# Your task
Please write out the rows from the line containing "Objective — one dot on each instance of the red" through the final row as a numbered list, leaving out any blank lines.
======== Raw data ========
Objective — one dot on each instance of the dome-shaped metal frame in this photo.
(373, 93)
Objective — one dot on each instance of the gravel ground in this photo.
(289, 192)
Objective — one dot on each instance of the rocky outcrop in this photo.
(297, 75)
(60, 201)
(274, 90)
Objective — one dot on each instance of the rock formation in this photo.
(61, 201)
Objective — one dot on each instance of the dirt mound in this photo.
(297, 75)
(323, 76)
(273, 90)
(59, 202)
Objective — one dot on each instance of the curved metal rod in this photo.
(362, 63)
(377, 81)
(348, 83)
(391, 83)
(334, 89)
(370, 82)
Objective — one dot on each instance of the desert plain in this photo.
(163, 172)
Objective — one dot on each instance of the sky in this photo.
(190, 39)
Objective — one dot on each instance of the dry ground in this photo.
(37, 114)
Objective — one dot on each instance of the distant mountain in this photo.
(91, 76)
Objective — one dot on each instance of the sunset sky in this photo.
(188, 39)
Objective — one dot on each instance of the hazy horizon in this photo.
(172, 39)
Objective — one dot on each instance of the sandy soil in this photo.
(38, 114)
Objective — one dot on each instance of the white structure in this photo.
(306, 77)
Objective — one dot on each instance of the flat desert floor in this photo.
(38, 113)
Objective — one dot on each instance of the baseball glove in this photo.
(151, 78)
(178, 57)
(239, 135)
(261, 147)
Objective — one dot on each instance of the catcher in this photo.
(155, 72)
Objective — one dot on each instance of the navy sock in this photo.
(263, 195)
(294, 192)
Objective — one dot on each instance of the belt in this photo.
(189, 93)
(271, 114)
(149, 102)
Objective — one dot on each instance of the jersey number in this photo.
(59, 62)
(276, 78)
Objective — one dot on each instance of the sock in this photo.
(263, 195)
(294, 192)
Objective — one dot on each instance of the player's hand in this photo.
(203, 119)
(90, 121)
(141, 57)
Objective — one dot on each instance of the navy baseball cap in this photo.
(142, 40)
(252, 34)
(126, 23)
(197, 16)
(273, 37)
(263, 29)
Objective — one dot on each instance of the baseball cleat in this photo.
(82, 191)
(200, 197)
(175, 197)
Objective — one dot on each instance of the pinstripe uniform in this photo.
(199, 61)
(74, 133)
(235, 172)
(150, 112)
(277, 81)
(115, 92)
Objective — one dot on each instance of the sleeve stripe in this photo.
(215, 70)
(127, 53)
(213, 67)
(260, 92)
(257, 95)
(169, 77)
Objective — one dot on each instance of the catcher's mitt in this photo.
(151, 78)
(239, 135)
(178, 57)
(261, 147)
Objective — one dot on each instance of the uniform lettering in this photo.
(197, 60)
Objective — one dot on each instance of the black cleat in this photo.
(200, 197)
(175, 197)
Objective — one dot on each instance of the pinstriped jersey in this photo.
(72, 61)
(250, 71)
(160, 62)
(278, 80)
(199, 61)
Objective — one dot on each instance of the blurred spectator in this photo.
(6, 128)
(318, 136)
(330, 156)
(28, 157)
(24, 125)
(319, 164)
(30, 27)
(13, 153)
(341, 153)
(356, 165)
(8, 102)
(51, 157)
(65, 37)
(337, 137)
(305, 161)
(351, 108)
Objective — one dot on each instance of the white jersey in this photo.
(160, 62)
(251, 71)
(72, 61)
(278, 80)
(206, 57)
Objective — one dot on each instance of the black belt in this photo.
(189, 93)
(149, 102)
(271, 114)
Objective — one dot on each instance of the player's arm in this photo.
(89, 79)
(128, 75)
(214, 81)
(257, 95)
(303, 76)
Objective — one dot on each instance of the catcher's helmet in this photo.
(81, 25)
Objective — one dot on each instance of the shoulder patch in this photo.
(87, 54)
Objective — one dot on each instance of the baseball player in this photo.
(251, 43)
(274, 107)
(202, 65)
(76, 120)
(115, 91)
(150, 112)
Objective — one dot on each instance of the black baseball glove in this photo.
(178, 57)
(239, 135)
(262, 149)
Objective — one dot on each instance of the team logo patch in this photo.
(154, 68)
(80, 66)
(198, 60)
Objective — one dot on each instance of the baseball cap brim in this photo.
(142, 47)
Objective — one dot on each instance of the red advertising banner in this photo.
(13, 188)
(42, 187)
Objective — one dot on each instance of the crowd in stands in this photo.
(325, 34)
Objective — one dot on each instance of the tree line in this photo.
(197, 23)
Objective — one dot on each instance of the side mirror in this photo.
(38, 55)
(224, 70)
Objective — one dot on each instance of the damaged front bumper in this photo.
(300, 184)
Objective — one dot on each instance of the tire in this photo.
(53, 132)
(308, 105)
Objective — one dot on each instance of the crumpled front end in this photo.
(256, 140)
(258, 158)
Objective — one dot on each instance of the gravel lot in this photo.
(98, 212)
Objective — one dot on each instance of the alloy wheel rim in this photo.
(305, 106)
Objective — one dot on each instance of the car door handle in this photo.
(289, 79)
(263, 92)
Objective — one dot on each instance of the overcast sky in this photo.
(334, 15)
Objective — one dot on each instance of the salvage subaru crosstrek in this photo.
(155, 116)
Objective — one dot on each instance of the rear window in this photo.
========
# Complete answer
1. Objective — one dot on each instance of the red advertising banner in this photo.
2. (13, 188)
3. (42, 187)
4. Objective — one dot on each instance of the crowd in stands in this photo.
5. (325, 34)
6. Objective — one dot on each instance of the tree line in this photo.
7. (197, 23)
8. Objective — one dot on each instance of the side mirror in this photo.
9. (38, 55)
10. (224, 70)
11. Objective — one dot on each instance of the damaged front bumper in this photo.
12. (300, 184)
13. Objective — one dot on each instance of the tire in this photo.
14. (53, 132)
15. (308, 105)
16. Objective — one dot on each instance of the crumpled front end in this photo.
17. (256, 140)
18. (258, 158)
19. Objective — one dot on each instance of the gravel lot in this photo.
20. (98, 212)
21. Objective — one dot on each instance of the alloy wheel rim in this photo.
22. (305, 106)
23. Objective — one dot on each instance of the car door handle in this photo.
24. (289, 79)
25. (263, 92)
26. Objective — one dot on each instance of the overcast sky in this photo.
27. (334, 15)
28. Objective — one dot on each instance of the salvage subaru crosstrek in this photo.
29. (155, 116)
30. Objective — one dot on each instance of the rear window in this photo.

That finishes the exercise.